- Selected passage -
Hair/makeup supervisor Rebecca Cole does terrific work with the evolving hairstyle and look of Mercury from the 1970s to the 1980s though the prosthetic overbite teeth that Malek has to wear as Mercury at times is visually distracting for the wrong reasons. Special effects supervisor Manex Efrem, along with visual effects supervisors Ana Grgic and Paul Norris, does some OK work with pyro for some of the stage performances though the visual effects for the crowd and the recreation of Wembley Stadium doesn’t feel right as it’s not as big to play into the magnitude of Queen’s legendary performance at Live Aid. Sound editor John Warhurst has some good moments in the sound in some of the non-musical scenes yet the way the music is mixed with the live audience never feels right nor does it feel like a live sound as it really hurts the film. Music supervisor Becky Bentham does decent work with the film’s soundtrack as it feature a bit of music from May/Taylor’s pre-Queen band Smile along with some of the music at the times though the usage of Rick James’ Super Freak at a party scene set during the late 70s when the song hadn’t even been made yet just adds to the jarring tone of the film.

The casting by Susie Figgis is wonderful in some spots as it feature some small appearances from Michelle Duncan as a journalist asking Mercury some personal questions during a press conference, Neil Fox-Roberts as Mary Austin’s deaf father, Max Bennett as Austin’s boyfriend late in the film, Jack Roth as Smile vocalist/bassist Tim Staffell, Dermot Murphy as Live Aid co-organizer Bob Geldof, Tim Plester as music producer Roy Thomas Baker, Dickie Beau as BBC radio DJ/future comedy legend Kenny Everett, Priya Blackburn as Mercury’s sister Kashmira Bulsara, Meneka Das and Ace Bhatti as in their respective roles as Mercury’s parents in Jer and Bomi Bulsara, and current Queen vocalist Adam Lambert in a lame cameo as an American trucker Mercury meets in the U.S. with all sorts of horrific beard, mustache, and trucker looker as he looks so unconvincing to play a trucker.

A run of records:
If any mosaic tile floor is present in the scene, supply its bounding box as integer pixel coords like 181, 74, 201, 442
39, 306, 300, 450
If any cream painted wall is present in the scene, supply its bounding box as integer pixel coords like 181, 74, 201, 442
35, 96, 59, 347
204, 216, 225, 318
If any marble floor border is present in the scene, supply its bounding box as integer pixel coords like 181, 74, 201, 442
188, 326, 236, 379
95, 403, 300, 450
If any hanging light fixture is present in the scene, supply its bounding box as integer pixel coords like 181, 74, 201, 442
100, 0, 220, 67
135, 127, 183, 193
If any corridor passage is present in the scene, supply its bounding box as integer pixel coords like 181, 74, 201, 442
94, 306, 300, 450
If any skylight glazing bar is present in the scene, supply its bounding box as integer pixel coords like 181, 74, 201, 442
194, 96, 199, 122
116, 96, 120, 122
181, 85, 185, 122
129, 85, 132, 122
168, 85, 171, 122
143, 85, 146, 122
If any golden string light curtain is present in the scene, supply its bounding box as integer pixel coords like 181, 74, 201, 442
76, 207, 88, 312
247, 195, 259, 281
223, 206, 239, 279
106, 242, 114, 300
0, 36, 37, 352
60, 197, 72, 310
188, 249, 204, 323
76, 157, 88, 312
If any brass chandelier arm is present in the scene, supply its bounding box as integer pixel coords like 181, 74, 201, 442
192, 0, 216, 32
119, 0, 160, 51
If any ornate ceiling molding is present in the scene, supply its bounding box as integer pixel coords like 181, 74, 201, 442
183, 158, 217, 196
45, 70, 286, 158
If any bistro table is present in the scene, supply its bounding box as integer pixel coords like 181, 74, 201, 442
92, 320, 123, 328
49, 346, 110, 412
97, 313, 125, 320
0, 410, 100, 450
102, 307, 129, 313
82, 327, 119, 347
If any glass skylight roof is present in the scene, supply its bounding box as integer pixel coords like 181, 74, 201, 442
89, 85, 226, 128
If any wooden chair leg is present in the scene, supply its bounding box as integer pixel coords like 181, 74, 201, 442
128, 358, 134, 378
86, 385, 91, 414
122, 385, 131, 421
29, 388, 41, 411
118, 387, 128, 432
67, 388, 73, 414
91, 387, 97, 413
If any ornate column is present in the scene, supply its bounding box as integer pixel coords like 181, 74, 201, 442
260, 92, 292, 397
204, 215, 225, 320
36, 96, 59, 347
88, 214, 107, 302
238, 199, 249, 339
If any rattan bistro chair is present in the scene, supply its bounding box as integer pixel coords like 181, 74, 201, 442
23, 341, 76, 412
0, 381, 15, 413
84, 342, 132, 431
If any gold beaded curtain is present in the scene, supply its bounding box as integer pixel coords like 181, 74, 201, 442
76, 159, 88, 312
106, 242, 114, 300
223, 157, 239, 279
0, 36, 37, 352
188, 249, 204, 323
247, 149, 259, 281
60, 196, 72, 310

- Directives -
- A) Print the passage of the film review that runs from "The casting by" up to and including "play a trucker.".
- B) Arrange the records from the line with "If any bistro" up to and including the line with "238, 199, 249, 339" as a Markdown table with columns n and Line, skipping any blank lines.
The film review and the records have no connection to each other.

- Results for the exercise -
- A)
The casting by Susie Figgis is wonderful in some spots as it feature some small appearances from Michelle Duncan as a journalist asking Mercury some personal questions during a press conference, Neil Fox-Roberts as Mary Austin’s deaf father, Max Bennett as Austin’s boyfriend late in the film, Jack Roth as Smile vocalist/bassist Tim Staffell, Dermot Murphy as Live Aid co-organizer Bob Geldof, Tim Plester as music producer Roy Thomas Baker, Dickie Beau as BBC radio DJ/future comedy legend Kenny Everett, Priya Blackburn as Mercury’s sister Kashmira Bulsara, Meneka Das and Ace Bhatti as in their respective roles as Mercury’s parents in Jer and Bomi Bulsara, and current Queen vocalist Adam Lambert in a lame cameo as an American trucker Mercury meets in the U.S. with all sorts of horrific beard, mustache, and trucker looker as he looks so unconvincing to play a trucker.

- B)
| n | Line |
|---|---|
| 1 | If any bistro table is present in the scene, supply its bounding box as integer pixel coords like 181, 74, 201, 442 |
| 2 | 92, 320, 123, 328 |
| 3 | 49, 346, 110, 412 |
| 4 | 97, 313, 125, 320 |
| 5 | 0, 410, 100, 450 |
| 6 | 102, 307, 129, 313 |
| 7 | 82, 327, 119, 347 |
| 8 | If any glass skylight roof is present in the scene, supply its bounding box as integer pixel coords like 181, 74, 201, 442 |
| 9 | 89, 85, 226, 128 |
| 10 | If any wooden chair leg is present in the scene, supply its bounding box as integer pixel coords like 181, 74, 201, 442 |
| 11 | 128, 358, 134, 378 |
| 12 | 86, 385, 91, 414 |
| 13 | 122, 385, 131, 421 |
| 14 | 29, 388, 41, 411 |
| 15 | 118, 387, 128, 432 |
| 16 | 67, 388, 73, 414 |
| 17 | 91, 387, 97, 413 |
| 18 | If any ornate column is present in the scene, supply its bounding box as integer pixel coords like 181, 74, 201, 442 |
| 19 | 260, 92, 292, 397 |
| 20 | 204, 215, 225, 320 |
| 21 | 36, 96, 59, 347 |
| 22 | 88, 214, 107, 302 |
| 23 | 238, 199, 249, 339 |